[Rows from a box labeling dataset]
────────────────────────────────────────
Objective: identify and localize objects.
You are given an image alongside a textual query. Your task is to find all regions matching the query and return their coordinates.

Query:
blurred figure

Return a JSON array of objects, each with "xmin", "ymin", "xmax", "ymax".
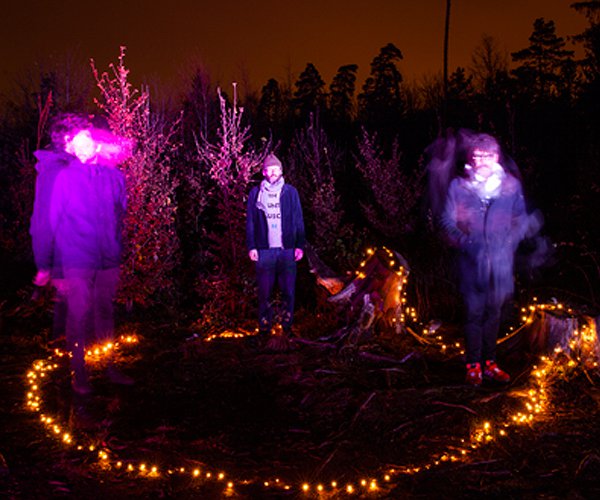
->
[
  {"xmin": 246, "ymin": 154, "xmax": 304, "ymax": 337},
  {"xmin": 32, "ymin": 116, "xmax": 132, "ymax": 394},
  {"xmin": 29, "ymin": 114, "xmax": 90, "ymax": 341},
  {"xmin": 430, "ymin": 131, "xmax": 541, "ymax": 386}
]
────────────────────────────────────────
_Stated problem_
Please copy every line of the items above word for word, leaving the pictures out.

_The result_
Objective: identify and localize objects.
You are given an image alongside a textual query. Your task is to find all regions matching the query and return their coordinates.

Query:
blurred figure

Return a JSON array of objects, each with "xmin", "ymin", "xmax", "ymax".
->
[
  {"xmin": 246, "ymin": 154, "xmax": 304, "ymax": 337},
  {"xmin": 32, "ymin": 116, "xmax": 132, "ymax": 394},
  {"xmin": 29, "ymin": 114, "xmax": 90, "ymax": 341},
  {"xmin": 430, "ymin": 131, "xmax": 541, "ymax": 386}
]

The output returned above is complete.